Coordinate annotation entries

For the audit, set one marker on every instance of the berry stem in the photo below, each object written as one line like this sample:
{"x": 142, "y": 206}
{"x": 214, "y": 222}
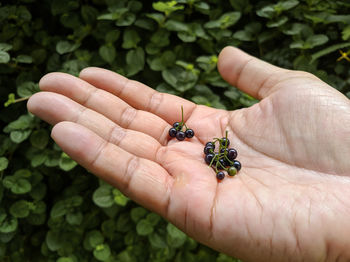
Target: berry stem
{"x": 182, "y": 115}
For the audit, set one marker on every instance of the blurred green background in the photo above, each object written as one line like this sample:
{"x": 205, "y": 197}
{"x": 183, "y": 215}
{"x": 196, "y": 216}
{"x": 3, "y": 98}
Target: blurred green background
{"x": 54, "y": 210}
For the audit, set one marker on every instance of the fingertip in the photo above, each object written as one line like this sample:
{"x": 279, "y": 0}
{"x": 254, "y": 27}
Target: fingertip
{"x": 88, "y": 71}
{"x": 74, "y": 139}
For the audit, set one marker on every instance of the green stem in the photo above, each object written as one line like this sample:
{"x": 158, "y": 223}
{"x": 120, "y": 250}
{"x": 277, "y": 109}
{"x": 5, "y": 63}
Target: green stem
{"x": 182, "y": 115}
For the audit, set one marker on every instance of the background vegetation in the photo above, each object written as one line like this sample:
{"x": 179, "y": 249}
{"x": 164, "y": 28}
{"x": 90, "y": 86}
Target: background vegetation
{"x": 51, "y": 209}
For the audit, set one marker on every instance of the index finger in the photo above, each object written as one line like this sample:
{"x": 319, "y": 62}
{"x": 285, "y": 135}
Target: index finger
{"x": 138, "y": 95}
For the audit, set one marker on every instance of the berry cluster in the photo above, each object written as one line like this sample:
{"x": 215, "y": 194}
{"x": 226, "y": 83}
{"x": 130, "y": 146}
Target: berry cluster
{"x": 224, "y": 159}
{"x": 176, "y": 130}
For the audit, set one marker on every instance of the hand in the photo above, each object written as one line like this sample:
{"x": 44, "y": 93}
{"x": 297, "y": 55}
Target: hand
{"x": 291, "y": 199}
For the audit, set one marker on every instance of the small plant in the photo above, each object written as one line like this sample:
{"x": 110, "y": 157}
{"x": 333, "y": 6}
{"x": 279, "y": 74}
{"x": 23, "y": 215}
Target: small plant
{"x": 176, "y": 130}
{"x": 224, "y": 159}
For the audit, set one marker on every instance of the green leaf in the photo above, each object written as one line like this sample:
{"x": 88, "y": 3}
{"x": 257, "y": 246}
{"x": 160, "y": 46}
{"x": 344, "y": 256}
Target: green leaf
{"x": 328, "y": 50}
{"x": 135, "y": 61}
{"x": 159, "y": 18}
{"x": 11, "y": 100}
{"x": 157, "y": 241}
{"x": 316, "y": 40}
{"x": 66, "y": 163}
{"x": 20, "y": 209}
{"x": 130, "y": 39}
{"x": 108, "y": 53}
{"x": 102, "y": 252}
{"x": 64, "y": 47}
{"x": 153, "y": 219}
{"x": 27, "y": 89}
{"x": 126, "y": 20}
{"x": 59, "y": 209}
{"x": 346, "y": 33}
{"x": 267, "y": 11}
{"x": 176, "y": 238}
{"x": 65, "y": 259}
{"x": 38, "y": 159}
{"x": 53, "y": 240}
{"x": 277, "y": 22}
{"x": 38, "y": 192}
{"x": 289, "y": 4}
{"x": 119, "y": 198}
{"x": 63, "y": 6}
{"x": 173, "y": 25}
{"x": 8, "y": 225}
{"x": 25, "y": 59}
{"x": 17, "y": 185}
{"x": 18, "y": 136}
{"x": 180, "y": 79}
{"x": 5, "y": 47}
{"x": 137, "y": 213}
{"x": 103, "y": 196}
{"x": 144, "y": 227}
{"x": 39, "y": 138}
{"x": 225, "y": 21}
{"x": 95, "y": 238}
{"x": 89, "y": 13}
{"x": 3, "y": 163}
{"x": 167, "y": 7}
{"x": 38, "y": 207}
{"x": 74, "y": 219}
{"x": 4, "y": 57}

EXERCISE TASK
Find every line in the records above that contains the string "stem", matching case exactly, and copy each of those lines.

PROBLEM SOLUTION
For the audit, set one marker on every instance of the berry stem in the photo below, each object written as one line like this sample:
Target: berry stem
For the audit, set one marker on every instance of the green stem in the photo above, each object written as one line like this sample:
Target: green stem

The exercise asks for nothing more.